> [Testo fornito]
SENTENZA – RIDERS, ammessa l’azione per condotta antisindacale.

Articolo 28 condotta antisindacale, applicabilità anche in assenza di subordinazione. Articolo 2 comma 1 DLGS 81/2015.

Tribunale Palermo, Sez. lavoro, Sent., 03/04/2023, n. 14491

La pronuncia che si annota pare rilevante in quanto ammette l’azione per condotta antisindacale ex articolo 28 legge 300/70 nell’ambito di un rapporto di lavoro che, anziché presentare i tratti della subordinazione, pare rientrare nella fattispecie di cui all’art. 2 comma 1, del D.Lgs. n. 81 del 2015 a tenore del quale “A far data dal 1gennaio 2016, si applica la disciplina del rapporto di lavoro subordinato anche ai rapporti di collaborazione che si concretano in prestazioni di lavoro prevalentemente personali, continuative e le cui modalità di esecuzione, sono organizzate dal committente. Le disposizioni di cui al presente comma si applicano anche qualora le modalità di esecuzione della prestazione siano organizzate mediante piattaforme anche digitali.”.

Ritiene il Tribunale di Palermo come il lavoro dei cosiddetti Riders, ben possa inserirsi in detta fattispecie legale, cui per legge vanno applicate le tutele previste per i lavoratori subordinati.

Ha sostenuto il Tribunale come, analizzando il meccanismo di funzionamento dell’app che gestisce le prestazioni lavorative dei riders è emerso come il modello organizzativo fosse standardizzato per tutte le società interessate e corrispondente a quello tutelato dall’art. 2 del D.Lgs. n. 81 del 2015, che prevede, appunto, le tutele del lavoro subordinato.

Giova quindi rilevare, ha sottolineato la sentenza in esame, come la giurisprudenza di merito, concordando pressoché costantemente sull’inquadramento della prestazione resa dai riders nell’alveo dell’art. 2, comma 1, D.Lgs. n. 81 del 2015, abbia ritenuto applicabile l’art. 28 L. n. 300 del 1970 a fattispecie analoghe a quella in esame (Trib. Bologna 2021 n. 2170, Trib. Milano 28.3.2021, Trib. Bologna 12.1.2023).

Le considerazioni espresse non si basano soltanto sull’equiparazione legale del trattamento della prestazione resa da questa specifica categoria di lavoratori al lavoro subordinato, ma anche su argomenti maggiormente complessi.

Sostiene il giudice del lavoro palermitano come al  riguardo devono richiamarsi, anche ai sensi dell’art. 118 disp. att., le argomentazioni espresse dal Tribunale di Milano nel decreto n. 889/2021 secondo cui “la norma, invero, parla di “datore di lavoro”, figura che, certamente non si rinviene nell’ambito di un rapporto in cui il lavoratore è un prestatore d’opera occasionale e non un lavoratore subordinato.

> [Consegne scritte]
[A] Riscrivi in forma più breve il paragrafo del testo sulla sentenza dei riders che comincia con «Ha sostenuto il Tribunale come», conservandone i fatti principali.
[B] Riprendi il testo sulla sentenza dei riders dopo la sua ultima frase e proseguilo.

> [Materiale fornito]
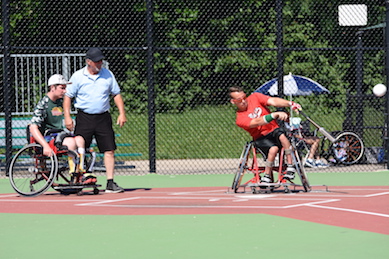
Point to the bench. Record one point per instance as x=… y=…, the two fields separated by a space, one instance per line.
x=19 y=139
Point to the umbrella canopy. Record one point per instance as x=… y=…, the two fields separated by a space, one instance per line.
x=293 y=86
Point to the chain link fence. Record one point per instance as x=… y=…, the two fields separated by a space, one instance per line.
x=174 y=61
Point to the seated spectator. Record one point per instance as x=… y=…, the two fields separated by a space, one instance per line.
x=304 y=132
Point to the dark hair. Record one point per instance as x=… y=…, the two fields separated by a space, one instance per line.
x=233 y=89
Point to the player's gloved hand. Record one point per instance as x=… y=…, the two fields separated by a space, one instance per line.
x=295 y=106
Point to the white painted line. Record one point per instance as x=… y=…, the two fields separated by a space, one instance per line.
x=198 y=192
x=106 y=201
x=240 y=200
x=192 y=206
x=255 y=197
x=350 y=210
x=9 y=195
x=310 y=203
x=377 y=194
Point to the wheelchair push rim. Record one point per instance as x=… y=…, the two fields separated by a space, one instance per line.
x=30 y=172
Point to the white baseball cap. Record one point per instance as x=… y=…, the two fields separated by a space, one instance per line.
x=58 y=79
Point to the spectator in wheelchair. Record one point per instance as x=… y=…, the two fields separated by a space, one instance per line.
x=47 y=123
x=254 y=116
x=302 y=130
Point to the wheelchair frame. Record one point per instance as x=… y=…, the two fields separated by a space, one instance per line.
x=345 y=148
x=31 y=173
x=249 y=163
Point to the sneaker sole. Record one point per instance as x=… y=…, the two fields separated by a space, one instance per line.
x=90 y=181
x=112 y=191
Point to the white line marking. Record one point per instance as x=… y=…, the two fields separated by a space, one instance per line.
x=106 y=201
x=196 y=192
x=377 y=194
x=350 y=210
x=310 y=203
x=8 y=195
x=255 y=197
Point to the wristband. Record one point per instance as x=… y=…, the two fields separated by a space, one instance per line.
x=268 y=118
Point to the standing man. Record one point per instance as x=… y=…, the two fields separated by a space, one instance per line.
x=254 y=116
x=92 y=87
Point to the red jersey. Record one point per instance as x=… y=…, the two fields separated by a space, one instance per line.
x=256 y=107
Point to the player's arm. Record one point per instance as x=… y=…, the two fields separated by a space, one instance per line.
x=66 y=112
x=122 y=113
x=279 y=102
x=35 y=132
x=268 y=118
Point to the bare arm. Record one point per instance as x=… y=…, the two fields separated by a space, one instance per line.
x=34 y=130
x=122 y=113
x=261 y=120
x=66 y=110
x=278 y=102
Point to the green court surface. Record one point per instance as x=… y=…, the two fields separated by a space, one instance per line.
x=189 y=236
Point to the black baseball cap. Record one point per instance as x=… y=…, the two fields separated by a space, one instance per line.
x=94 y=54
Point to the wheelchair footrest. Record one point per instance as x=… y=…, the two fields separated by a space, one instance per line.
x=75 y=186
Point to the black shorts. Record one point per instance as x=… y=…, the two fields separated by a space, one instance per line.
x=270 y=140
x=97 y=125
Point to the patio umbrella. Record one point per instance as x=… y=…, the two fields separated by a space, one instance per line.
x=293 y=86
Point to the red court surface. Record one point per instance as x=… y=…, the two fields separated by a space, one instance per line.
x=356 y=207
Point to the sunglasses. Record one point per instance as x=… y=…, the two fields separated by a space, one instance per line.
x=238 y=100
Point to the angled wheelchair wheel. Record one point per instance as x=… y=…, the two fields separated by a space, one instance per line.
x=243 y=167
x=30 y=172
x=348 y=148
x=301 y=171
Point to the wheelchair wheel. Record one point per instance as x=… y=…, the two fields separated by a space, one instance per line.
x=244 y=157
x=63 y=178
x=30 y=172
x=348 y=148
x=301 y=171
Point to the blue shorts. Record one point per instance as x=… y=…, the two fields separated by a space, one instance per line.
x=264 y=143
x=98 y=126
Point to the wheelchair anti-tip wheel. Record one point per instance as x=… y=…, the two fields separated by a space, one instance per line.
x=30 y=172
x=348 y=148
x=301 y=171
x=243 y=167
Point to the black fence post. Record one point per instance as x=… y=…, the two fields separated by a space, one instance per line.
x=386 y=136
x=359 y=83
x=150 y=83
x=280 y=48
x=7 y=84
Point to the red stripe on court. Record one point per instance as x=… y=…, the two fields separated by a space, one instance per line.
x=362 y=208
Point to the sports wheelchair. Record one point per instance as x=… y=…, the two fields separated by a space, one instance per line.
x=31 y=173
x=249 y=163
x=338 y=147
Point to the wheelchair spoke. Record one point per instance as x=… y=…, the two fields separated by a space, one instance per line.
x=30 y=172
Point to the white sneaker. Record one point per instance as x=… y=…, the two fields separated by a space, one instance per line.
x=266 y=178
x=290 y=171
x=321 y=164
x=311 y=163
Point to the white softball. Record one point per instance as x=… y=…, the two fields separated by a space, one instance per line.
x=379 y=90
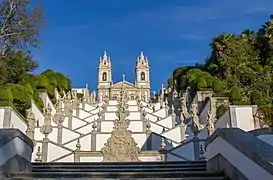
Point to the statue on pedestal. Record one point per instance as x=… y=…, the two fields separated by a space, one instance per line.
x=121 y=146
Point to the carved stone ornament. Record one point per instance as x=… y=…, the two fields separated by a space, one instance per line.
x=121 y=146
x=210 y=123
x=58 y=117
x=195 y=117
x=46 y=129
x=30 y=125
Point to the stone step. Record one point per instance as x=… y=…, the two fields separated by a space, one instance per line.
x=183 y=178
x=120 y=166
x=75 y=175
x=84 y=169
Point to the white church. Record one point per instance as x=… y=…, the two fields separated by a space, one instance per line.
x=121 y=115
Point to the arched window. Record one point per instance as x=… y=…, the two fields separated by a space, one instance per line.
x=104 y=76
x=142 y=76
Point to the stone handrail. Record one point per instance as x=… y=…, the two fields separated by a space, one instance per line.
x=257 y=132
x=78 y=154
x=240 y=154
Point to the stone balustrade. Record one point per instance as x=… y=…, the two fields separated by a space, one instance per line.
x=15 y=152
x=240 y=154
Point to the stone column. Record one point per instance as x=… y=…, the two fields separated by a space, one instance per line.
x=77 y=152
x=78 y=112
x=99 y=121
x=144 y=120
x=60 y=134
x=30 y=125
x=162 y=151
x=18 y=158
x=83 y=104
x=182 y=131
x=70 y=117
x=94 y=137
x=196 y=146
x=173 y=119
x=45 y=149
x=7 y=117
x=46 y=129
x=148 y=134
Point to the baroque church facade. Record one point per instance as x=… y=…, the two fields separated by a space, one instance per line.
x=106 y=89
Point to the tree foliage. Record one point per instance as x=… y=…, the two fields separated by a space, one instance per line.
x=20 y=25
x=239 y=66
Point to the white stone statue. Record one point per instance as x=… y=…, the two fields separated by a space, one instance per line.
x=210 y=123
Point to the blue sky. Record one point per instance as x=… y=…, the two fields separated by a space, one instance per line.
x=171 y=33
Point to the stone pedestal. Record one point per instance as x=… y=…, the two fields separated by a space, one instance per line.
x=15 y=152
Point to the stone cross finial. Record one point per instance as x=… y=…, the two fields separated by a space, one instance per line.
x=105 y=55
x=123 y=77
x=39 y=155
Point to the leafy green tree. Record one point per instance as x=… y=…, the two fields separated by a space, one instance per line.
x=15 y=66
x=20 y=25
x=5 y=95
x=21 y=98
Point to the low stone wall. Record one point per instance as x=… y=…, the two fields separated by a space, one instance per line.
x=15 y=151
x=239 y=154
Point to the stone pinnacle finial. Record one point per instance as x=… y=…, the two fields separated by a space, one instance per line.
x=105 y=55
x=123 y=77
x=141 y=55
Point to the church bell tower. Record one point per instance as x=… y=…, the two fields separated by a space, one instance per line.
x=104 y=77
x=143 y=77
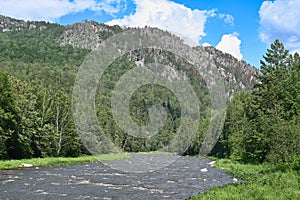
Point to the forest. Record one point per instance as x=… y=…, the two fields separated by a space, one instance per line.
x=36 y=79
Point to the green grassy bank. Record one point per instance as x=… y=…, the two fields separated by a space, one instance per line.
x=59 y=161
x=261 y=182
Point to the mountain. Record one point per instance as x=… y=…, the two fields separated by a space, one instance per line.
x=48 y=56
x=238 y=75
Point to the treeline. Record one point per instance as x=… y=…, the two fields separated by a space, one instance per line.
x=36 y=79
x=264 y=125
x=35 y=122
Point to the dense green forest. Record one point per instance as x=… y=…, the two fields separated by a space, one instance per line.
x=264 y=124
x=36 y=79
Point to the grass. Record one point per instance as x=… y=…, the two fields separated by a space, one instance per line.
x=59 y=161
x=261 y=182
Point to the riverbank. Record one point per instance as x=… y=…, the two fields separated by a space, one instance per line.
x=59 y=161
x=261 y=182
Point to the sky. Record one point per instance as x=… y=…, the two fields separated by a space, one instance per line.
x=245 y=29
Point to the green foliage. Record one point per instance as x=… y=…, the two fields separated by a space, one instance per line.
x=261 y=182
x=61 y=161
x=264 y=125
x=8 y=122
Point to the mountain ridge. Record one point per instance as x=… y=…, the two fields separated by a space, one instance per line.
x=238 y=74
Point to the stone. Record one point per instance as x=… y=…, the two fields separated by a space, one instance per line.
x=204 y=170
x=26 y=165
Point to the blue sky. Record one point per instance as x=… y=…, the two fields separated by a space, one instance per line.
x=243 y=28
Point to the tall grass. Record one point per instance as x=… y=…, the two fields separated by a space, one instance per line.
x=261 y=182
x=60 y=161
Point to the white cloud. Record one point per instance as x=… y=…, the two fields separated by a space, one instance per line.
x=280 y=19
x=230 y=43
x=168 y=15
x=205 y=44
x=51 y=10
x=227 y=18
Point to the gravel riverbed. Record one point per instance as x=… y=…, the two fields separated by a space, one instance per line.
x=138 y=179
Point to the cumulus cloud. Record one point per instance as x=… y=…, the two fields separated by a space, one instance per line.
x=279 y=19
x=206 y=44
x=227 y=18
x=230 y=43
x=51 y=10
x=168 y=15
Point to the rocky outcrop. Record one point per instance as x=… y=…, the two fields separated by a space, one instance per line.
x=88 y=34
x=9 y=24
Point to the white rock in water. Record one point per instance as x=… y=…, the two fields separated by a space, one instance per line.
x=26 y=165
x=204 y=170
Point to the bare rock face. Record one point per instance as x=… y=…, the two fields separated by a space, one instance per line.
x=237 y=74
x=9 y=24
x=87 y=34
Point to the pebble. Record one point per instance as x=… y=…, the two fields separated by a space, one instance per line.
x=204 y=170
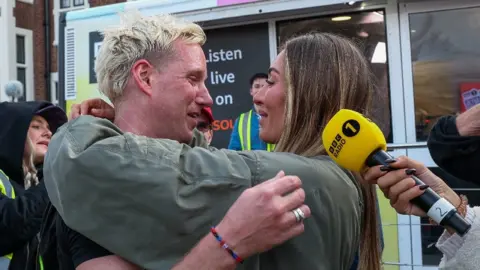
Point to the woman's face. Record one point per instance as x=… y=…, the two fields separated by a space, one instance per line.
x=270 y=101
x=40 y=135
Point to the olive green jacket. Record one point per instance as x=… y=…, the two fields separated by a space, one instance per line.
x=151 y=200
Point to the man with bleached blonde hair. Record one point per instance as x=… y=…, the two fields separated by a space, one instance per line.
x=153 y=70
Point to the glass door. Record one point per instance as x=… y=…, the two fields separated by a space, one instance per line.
x=441 y=72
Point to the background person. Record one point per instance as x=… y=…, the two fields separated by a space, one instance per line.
x=339 y=236
x=204 y=124
x=246 y=130
x=26 y=131
x=459 y=253
x=454 y=144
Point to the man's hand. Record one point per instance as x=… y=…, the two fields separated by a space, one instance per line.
x=400 y=188
x=95 y=107
x=468 y=123
x=262 y=216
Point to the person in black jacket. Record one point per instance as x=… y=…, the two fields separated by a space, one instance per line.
x=25 y=132
x=454 y=144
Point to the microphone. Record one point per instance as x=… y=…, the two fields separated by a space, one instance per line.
x=355 y=142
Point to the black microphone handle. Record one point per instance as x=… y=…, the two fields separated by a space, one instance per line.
x=430 y=202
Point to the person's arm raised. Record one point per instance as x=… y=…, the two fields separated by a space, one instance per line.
x=244 y=233
x=160 y=196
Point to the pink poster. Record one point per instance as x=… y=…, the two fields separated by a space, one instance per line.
x=232 y=2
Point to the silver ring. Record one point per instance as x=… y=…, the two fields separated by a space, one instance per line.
x=299 y=215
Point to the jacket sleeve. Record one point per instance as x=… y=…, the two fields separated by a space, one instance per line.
x=21 y=218
x=235 y=138
x=455 y=154
x=461 y=253
x=147 y=200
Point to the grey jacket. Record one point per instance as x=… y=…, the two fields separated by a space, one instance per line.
x=151 y=200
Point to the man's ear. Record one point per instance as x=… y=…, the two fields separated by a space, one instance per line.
x=142 y=72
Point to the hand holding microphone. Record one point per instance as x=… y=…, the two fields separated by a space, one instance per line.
x=397 y=185
x=356 y=143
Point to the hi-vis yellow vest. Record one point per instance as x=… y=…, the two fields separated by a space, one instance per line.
x=7 y=189
x=245 y=134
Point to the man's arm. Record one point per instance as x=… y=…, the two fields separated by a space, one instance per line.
x=455 y=153
x=208 y=254
x=150 y=201
x=235 y=138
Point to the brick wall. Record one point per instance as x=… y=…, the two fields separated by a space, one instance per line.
x=31 y=16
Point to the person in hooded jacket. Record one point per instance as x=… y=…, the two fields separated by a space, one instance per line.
x=26 y=130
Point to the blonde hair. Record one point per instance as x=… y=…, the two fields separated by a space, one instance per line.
x=325 y=73
x=28 y=165
x=139 y=37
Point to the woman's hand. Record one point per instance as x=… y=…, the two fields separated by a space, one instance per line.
x=95 y=107
x=398 y=186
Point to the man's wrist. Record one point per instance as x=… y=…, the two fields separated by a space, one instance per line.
x=232 y=238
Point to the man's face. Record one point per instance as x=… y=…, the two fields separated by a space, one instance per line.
x=205 y=127
x=257 y=85
x=178 y=93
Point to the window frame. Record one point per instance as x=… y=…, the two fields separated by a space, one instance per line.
x=418 y=150
x=26 y=1
x=53 y=88
x=29 y=74
x=409 y=92
x=56 y=15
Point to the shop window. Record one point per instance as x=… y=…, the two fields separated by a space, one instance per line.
x=367 y=30
x=65 y=6
x=445 y=64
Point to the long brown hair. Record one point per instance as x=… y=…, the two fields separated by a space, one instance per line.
x=326 y=73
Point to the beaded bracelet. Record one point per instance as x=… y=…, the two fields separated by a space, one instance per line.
x=225 y=245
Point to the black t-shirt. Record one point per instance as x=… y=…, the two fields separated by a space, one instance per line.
x=62 y=248
x=75 y=249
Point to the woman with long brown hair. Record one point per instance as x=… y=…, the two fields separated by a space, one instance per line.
x=312 y=78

> [Le risposte]
[A] Secondo il Tribunale, l'analisi dell'app che gestisce il lavoro dei riders ha mostrato un modello organizzativo standardizzato per tutte le società interessate. Questo modello corrisponde a quello dell'art. 2 del D.Lgs. n. 81 del 2015, che prevede le tutele del lavoro subordinato.

[B]
Ciò posto, si potrebbe obbiettare che, mentre l’art. 414 c.p.c. non riserva la propria operatività a determinate ipotesi soggettive, la lettera dell’art. 28 St. Lav., invece, pare delimitare la sua sfera di applicazione alle condotte antisindacali poste in essere da un datore di lavoro, quindi, nell’ambito di una subordinazione.

Aggiunge la sentenza di cui in epigrafe come occorra, tuttavia, considerare che la disposizione si colloca in un momento temporale e storico non recente e che, dal 1970, vi sono stati numerosi interventi legislativi, da ultimo l’art. 2D.Lgs. n. 81 del 2015. (…) La disposizione si colloca all’interno di una serie di interventi legislativi (decreti attuativi del JOB Act) con i quali si è inteso prendere consapevolezza delle numerose innovazioni, anche di carattere tecnologico che, negli ultimi anni, hanno caratterizzato il mondo del lavoro introducendo figure di lavoratori prima sconosciuti e forme di rapporti diversi da quelli tradizionali.

In questo stesso senso, anche il Tribunale di Firenze ha affermato: “È principio giurisprudenziale acquisito quello secondo cui l’art. 2 comma 1 del D.Lgs. n. 81 del 2015 ha riconosciuto alle collaborazioni organizzate dal committente ‘una protezione equivalente’ a quella dei lavoratori subordinati con ‘applicazione integrale della disciplina del lavoro subordinato’ (cfr. Cass. Sez. L -, Sentenza n. 1663 del 24/01/2020), nella quale sono compresi i diritti affermati nello Statuto dei lavoratori.

Va in tema di fattorini che eseguono le consegne a domicilio, citata Cassazione Sezione Lavoro 24.1.2020 n.1663 ha ritenuto che ai fattorini che effettuano consegna dei pasti a domicilio a seguito di un contratto di collaborazione stipulato con un’impresa che ne gestisce il rapporto attraverso una piattaforma digitale può trovare applicazione l’art. 2, comma 1, D.Lgs. n. 81/2015, laddove l’eterorganizzazione, accompagnata dalla personalità e dalla continuità della prestazione, è marcata al punto da rendere il collaboratore comparabile ad un lavoratore dipendente. L’art. 2 rappresenta infatti non un tertium genus compreso tra subordinazione e autonomia, ma una norma di disciplina volta ad assicurare al lavoratore la stessa protezione di cui gode il lavoratore subordinato.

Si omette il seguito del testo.